___ STORED ROWS ___

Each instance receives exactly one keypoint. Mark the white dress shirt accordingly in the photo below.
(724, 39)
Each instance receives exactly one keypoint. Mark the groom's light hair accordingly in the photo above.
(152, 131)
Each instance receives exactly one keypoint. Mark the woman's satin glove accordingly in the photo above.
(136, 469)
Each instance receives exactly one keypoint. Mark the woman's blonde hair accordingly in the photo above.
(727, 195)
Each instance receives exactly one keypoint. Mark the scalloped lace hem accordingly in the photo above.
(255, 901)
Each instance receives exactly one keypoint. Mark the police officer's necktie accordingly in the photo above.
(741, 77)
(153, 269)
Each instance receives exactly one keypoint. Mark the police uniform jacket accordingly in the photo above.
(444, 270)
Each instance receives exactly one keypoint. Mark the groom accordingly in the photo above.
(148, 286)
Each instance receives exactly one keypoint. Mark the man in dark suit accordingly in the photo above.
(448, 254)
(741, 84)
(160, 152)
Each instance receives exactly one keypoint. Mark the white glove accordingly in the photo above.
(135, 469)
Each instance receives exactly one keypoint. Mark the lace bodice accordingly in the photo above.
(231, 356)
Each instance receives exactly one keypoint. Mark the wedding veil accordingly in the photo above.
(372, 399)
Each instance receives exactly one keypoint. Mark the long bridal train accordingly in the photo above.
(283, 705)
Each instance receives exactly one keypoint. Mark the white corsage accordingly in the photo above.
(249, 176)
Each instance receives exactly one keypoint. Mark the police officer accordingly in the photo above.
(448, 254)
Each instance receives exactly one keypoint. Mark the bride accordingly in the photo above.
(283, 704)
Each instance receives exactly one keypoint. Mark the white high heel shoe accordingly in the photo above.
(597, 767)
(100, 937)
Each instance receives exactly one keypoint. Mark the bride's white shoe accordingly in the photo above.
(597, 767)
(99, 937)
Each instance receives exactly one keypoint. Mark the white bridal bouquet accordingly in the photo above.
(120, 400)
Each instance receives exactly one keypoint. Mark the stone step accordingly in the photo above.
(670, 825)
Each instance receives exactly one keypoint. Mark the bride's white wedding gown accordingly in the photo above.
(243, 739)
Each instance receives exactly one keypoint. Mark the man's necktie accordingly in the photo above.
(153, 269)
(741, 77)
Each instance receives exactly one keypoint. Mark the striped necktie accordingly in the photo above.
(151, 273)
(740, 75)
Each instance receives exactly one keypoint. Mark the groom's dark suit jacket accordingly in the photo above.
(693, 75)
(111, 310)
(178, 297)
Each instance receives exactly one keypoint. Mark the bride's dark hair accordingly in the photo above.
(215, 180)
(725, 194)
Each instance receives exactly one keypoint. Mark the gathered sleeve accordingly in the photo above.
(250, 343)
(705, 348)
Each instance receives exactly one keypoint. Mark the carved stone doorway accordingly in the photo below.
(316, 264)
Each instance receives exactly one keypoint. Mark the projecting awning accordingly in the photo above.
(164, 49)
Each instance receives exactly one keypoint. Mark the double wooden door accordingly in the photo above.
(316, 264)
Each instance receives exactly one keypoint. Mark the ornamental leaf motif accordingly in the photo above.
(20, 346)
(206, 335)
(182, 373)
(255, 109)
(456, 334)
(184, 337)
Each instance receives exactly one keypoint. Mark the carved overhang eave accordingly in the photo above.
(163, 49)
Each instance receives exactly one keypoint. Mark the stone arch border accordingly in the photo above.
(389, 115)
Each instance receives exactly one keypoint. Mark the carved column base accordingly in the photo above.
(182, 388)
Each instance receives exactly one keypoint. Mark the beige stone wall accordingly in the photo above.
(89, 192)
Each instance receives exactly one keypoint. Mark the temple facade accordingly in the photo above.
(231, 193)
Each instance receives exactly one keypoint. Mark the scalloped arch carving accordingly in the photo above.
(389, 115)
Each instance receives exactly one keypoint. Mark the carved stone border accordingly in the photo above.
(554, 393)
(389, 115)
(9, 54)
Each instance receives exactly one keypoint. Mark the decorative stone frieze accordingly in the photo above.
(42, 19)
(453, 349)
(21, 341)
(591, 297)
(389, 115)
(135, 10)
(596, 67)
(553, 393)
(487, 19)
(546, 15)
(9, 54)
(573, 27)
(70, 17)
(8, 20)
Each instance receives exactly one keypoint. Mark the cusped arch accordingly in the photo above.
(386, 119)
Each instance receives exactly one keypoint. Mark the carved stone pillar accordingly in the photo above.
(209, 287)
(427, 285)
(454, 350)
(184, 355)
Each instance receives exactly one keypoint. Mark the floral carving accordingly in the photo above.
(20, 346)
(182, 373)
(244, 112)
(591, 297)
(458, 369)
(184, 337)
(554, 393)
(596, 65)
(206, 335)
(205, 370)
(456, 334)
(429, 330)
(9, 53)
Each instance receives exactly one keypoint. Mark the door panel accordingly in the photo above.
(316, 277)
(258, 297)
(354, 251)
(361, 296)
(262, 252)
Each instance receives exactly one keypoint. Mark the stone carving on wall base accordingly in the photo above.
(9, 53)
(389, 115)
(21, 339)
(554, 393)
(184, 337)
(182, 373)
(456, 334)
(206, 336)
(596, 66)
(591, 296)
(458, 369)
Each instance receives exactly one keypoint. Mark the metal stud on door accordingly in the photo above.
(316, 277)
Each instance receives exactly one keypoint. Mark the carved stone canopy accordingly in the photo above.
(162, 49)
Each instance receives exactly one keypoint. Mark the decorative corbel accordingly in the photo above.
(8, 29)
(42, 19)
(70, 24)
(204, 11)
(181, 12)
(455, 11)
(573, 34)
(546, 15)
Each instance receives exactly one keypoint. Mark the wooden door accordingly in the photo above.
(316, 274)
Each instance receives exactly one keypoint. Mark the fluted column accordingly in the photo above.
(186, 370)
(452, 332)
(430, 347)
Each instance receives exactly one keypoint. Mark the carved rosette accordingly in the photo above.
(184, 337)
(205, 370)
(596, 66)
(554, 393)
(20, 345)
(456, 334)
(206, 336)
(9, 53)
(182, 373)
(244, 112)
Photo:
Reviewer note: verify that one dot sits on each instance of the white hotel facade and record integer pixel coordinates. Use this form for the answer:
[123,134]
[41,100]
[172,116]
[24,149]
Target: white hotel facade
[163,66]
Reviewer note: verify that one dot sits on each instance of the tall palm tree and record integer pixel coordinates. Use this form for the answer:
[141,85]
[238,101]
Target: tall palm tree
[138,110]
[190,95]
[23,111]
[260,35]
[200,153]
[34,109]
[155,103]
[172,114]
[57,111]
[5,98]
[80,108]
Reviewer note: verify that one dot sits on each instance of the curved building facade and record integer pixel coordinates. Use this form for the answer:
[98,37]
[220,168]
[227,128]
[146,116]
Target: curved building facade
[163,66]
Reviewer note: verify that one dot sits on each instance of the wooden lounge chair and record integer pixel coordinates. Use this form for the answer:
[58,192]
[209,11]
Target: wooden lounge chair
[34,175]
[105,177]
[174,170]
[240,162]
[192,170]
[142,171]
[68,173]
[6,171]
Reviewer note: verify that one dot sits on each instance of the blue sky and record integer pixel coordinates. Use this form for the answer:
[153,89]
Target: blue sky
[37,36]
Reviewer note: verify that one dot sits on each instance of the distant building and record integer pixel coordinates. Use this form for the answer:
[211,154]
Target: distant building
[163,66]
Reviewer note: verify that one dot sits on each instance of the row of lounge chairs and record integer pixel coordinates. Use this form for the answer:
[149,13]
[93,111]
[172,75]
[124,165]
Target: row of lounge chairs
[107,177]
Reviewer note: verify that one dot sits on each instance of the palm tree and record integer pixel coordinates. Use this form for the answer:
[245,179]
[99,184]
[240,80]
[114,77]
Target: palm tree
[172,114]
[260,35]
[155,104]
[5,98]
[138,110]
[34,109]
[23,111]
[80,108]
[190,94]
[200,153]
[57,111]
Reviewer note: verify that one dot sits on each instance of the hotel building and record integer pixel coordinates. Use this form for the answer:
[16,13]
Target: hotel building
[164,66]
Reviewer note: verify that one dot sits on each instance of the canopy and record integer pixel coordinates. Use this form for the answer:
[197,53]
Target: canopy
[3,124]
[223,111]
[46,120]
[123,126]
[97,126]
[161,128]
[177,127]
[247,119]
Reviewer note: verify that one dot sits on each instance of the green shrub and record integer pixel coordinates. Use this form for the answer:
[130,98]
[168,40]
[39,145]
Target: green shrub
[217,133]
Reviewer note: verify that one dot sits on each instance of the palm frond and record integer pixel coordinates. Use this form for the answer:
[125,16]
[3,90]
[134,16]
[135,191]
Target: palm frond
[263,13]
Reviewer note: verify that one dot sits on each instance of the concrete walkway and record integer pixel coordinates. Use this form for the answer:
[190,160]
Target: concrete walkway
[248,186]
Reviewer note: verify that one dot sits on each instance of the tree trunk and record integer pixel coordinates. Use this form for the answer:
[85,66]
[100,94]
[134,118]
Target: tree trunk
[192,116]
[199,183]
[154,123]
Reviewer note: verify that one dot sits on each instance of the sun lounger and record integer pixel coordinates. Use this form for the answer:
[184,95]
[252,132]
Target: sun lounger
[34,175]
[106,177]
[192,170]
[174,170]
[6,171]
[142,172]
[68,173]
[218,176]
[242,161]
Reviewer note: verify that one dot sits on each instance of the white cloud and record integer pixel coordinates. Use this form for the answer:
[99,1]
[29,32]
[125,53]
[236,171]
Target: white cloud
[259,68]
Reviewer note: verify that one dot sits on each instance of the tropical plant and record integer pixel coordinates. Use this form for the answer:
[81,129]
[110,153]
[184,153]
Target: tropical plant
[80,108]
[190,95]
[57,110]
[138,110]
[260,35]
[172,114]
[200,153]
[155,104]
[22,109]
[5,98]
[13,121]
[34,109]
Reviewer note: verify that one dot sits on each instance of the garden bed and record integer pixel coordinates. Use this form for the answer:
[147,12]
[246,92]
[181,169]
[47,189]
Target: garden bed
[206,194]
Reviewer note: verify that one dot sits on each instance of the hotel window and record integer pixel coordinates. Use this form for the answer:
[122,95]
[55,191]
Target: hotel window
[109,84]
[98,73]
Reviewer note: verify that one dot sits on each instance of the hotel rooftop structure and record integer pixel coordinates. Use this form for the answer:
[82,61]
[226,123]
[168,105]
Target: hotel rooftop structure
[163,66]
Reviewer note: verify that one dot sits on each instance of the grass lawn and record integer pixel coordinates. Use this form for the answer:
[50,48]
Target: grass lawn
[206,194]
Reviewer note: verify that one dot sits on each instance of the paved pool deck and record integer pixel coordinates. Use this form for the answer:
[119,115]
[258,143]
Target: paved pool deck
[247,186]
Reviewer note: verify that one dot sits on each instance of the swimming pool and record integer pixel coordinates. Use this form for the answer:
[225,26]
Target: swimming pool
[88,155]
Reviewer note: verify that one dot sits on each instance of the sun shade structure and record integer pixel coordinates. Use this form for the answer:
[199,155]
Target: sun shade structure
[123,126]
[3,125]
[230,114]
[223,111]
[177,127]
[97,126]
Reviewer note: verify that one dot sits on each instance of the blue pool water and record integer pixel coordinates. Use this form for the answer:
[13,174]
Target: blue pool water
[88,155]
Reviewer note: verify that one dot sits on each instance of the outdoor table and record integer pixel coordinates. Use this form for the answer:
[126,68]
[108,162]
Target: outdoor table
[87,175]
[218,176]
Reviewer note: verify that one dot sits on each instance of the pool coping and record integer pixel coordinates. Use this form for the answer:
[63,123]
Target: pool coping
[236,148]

___

→ **AIM OF THE EXERCISE**: Repeat only the lines running from the line that contains "the hotel window" through the last line above, inclusive.

→ **CORRECT RESPONSE**:
Reviewer note: verify that one dot sits on each instance of the hotel window and record integer pixel coordinates. Use this form for the answer:
[122,95]
[55,191]
Target: hotel window
[109,84]
[98,73]
Reviewer note: verify that one dot sits on each instance of the hotel rooftop structure and record integer pixel coordinates. Use this form for the answer:
[82,61]
[226,123]
[168,105]
Target: hotel rooftop structure
[163,66]
Reviewer note: verify that one dot sits on each instance of the grass lawn and record integer pixel coordinates. Use this form for the answer:
[50,48]
Target: grass lawn
[206,194]
Reviewer note: verify that one dot sits on each instance of the paved pool deck and record integer pixel coordinates. Use this form for the answer:
[119,115]
[258,143]
Target: paved pool deck
[247,186]
Reviewer note: verify that one dot sits on each instance of the swimming pool and record integer pixel coordinates. Use this form for the answer:
[225,26]
Target: swimming pool
[88,155]
Reviewer note: verify that one dot sits on each instance of the sun shade structure and record integer pixel coordinates. Use this form for the answer:
[199,155]
Target: sun shade structure
[123,126]
[3,125]
[230,114]
[223,111]
[177,127]
[97,126]
Reviewer note: verify that one dot sits on each instance of the blue pool water and record integer pixel coordinates. Use this form for the answer:
[13,174]
Target: blue pool water
[88,155]
Reviewer note: verify that one dot sits on each instance of the outdoor table and record integer pixel coordinates. Use this form for the answer:
[126,68]
[108,162]
Target: outdoor table
[87,175]
[218,176]
Reviewer note: verify that one dot sits on each instance of the pool coping and record integer pixel coordinates. Use this form for the answer:
[63,123]
Target: pool coping
[236,148]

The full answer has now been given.